- _Provided passage_:
The pioneers of what has been labelled New Queer Cinema laid the foundation for a Queer Post-Cinema - a movement in which artists experiment with technology in innovative ways. Through original readings of Todd Haynes's early films, Sharon Hayes and Yael Bartana's videos and installations, Su Friedrich's digital video Seeing Red, Charlie Prodgers's iPhone film Bridgit, and Claire Denis's science-fiction film Highlife, this monograph shows how artists are creating a new form of resistance in the time of the digital image and generative AI.
About the Author :
Astrid Deuber-Mankowsky is Professor Emerita of Media Studies and Gender Studies at the Ruhr-Universität Bochum. She has also been a visiting professor at several universities in the United States, Paris, and Indonesia. She is an Associate Member of the ICI Berlin, a member of the Scientific Advisory Board of the German Historical Museum, and a member of the board of the Centre d'études du vivant CEV/Université Paris Cité. Her research focuses on topics in critical, feminist, and queer theory, media philosophy and epistemology, temporality and media aesthetics, philosophy of technology, as well as Jewish Philosophy.

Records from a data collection
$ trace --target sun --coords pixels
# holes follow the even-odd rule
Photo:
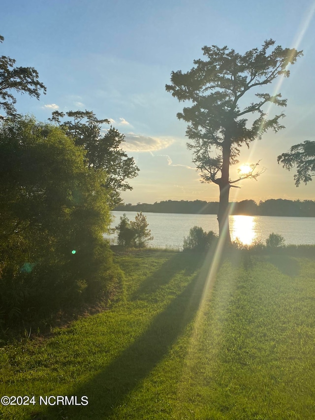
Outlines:
[[[240,175],[248,175],[252,170],[252,166],[247,163],[244,163],[244,165],[241,165],[238,169]]]

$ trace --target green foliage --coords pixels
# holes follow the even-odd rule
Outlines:
[[[288,77],[287,66],[302,55],[302,51],[280,46],[267,55],[274,44],[272,39],[266,40],[260,50],[254,48],[243,55],[226,46],[205,46],[202,50],[206,60],[194,60],[195,66],[187,73],[172,72],[171,84],[165,87],[180,101],[192,104],[184,108],[177,117],[188,124],[186,135],[191,142],[187,147],[193,151],[193,162],[201,172],[202,182],[213,182],[219,187],[219,235],[228,242],[229,190],[235,183],[245,178],[256,179],[263,171],[255,172],[256,163],[249,174],[232,180],[229,166],[238,162],[242,145],[249,147],[269,129],[277,132],[284,128],[279,121],[284,114],[268,120],[263,111],[264,105],[286,105],[281,94],[270,95],[264,89],[255,93],[258,98],[255,102],[242,107],[241,102],[250,91],[263,89],[277,77]],[[251,125],[244,118],[248,114],[257,116]]]
[[[62,122],[66,116],[70,119]],[[69,111],[65,114],[55,111],[49,119],[74,139],[76,145],[85,149],[90,169],[106,172],[104,185],[110,193],[111,207],[119,204],[120,192],[132,189],[126,180],[137,176],[139,171],[133,158],[128,157],[121,148],[124,134],[111,126],[104,133],[102,125],[109,124],[109,120],[99,120],[91,111]]]
[[[124,301],[1,351],[1,395],[89,405],[2,406],[3,420],[313,419],[314,257],[241,256],[218,273],[197,253],[118,260]]]
[[[184,251],[204,251],[215,244],[218,236],[212,230],[204,232],[202,227],[191,227],[187,238],[184,238]]]
[[[84,159],[52,125],[25,118],[0,126],[0,310],[7,320],[100,296],[116,275],[102,237],[110,221],[105,175]]]
[[[315,175],[315,141],[306,140],[295,144],[289,152],[278,156],[277,160],[288,170],[296,166],[294,176],[295,185],[298,187],[301,181],[306,185]]]
[[[126,247],[145,248],[149,241],[154,238],[151,231],[148,229],[149,224],[142,212],[138,213],[134,221],[130,221],[126,213],[121,216],[120,223],[116,226],[118,231],[118,245]]]
[[[121,216],[120,223],[116,228],[118,232],[118,245],[127,247],[132,246],[134,243],[135,232],[132,228],[130,220],[126,213]]]
[[[283,247],[284,245],[284,238],[281,235],[274,233],[273,232],[266,239],[266,245],[267,247],[272,248]]]
[[[4,38],[0,35],[0,43]],[[46,93],[46,87],[38,81],[38,73],[32,67],[14,67],[15,60],[10,57],[0,57],[0,108],[12,117],[16,115],[14,106],[16,99],[12,92],[26,93],[39,98],[40,91]],[[0,119],[3,117],[0,115]]]

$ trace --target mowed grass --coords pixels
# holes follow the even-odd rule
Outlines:
[[[52,337],[0,349],[3,419],[315,419],[315,260],[117,255],[120,299]],[[218,266],[217,266],[217,265]],[[40,406],[82,395],[86,406]]]

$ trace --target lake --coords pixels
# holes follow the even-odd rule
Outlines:
[[[113,211],[114,220],[111,227],[120,222],[124,212]],[[134,220],[136,212],[126,212],[130,220]],[[180,248],[184,236],[188,236],[190,227],[200,226],[204,230],[219,233],[217,216],[214,214],[178,214],[177,213],[144,213],[149,223],[148,228],[154,239],[149,246],[157,248]],[[315,244],[315,218],[278,217],[268,216],[229,216],[231,237],[237,238],[244,244],[266,239],[273,232],[282,235],[286,245]],[[113,241],[116,235],[109,237]]]

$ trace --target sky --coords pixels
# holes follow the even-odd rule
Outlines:
[[[231,178],[242,164],[259,161],[265,170],[231,189],[230,199],[315,199],[314,181],[297,188],[294,171],[277,162],[315,137],[314,0],[2,0],[1,15],[0,55],[34,67],[47,88],[39,101],[16,95],[18,111],[45,121],[56,109],[87,109],[110,119],[140,168],[132,191],[122,194],[132,204],[219,201],[218,186],[200,182],[186,147],[186,124],[176,117],[185,104],[165,91],[172,71],[189,70],[205,45],[244,54],[271,38],[303,50],[290,77],[269,85],[287,99],[285,129],[244,146]]]

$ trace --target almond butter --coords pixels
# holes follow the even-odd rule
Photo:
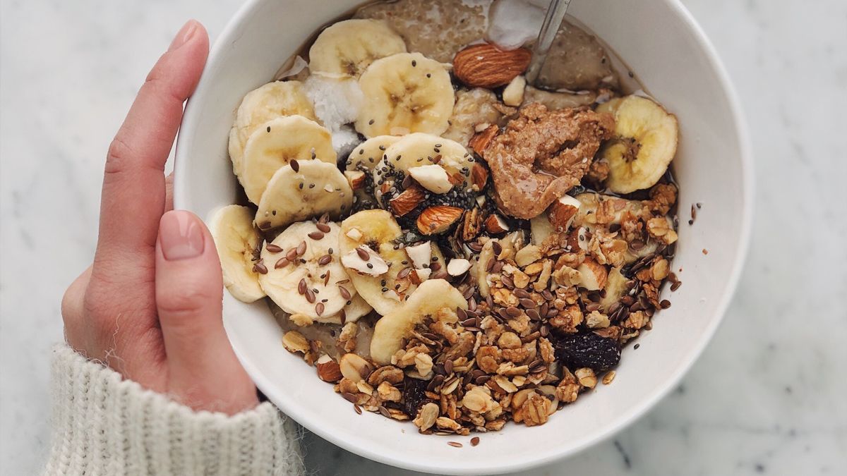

- _Work instructions_:
Please write what comes next in the book description about Queer Post-Cinema, picking up after its final sentence.

- _Your response_:
Review :
Deuber-Mankowsky's book offers much-needed resources for re-conceptualizing the vitality of the queer moving image's heritage and sober optimism about its future. Deuber-Mankowsky undertakes a careful reading of very recent moving-image works by queer artists who raise questions old and new. Across the book there is a productive critical probing of identity politics' usefulness to genuinely queer political projects. Instead, Deuber-Mankowsky points us towards a queerer encounter with the openness of form and technology that promises - one that promises no reproducible future but permits us to imagine and engage with techniques of resistance through which we might invent an unpredictable survival beyond the often intolerable present. - John David Rhodes, Professor of Film and Visual Culture, University of Cambridge.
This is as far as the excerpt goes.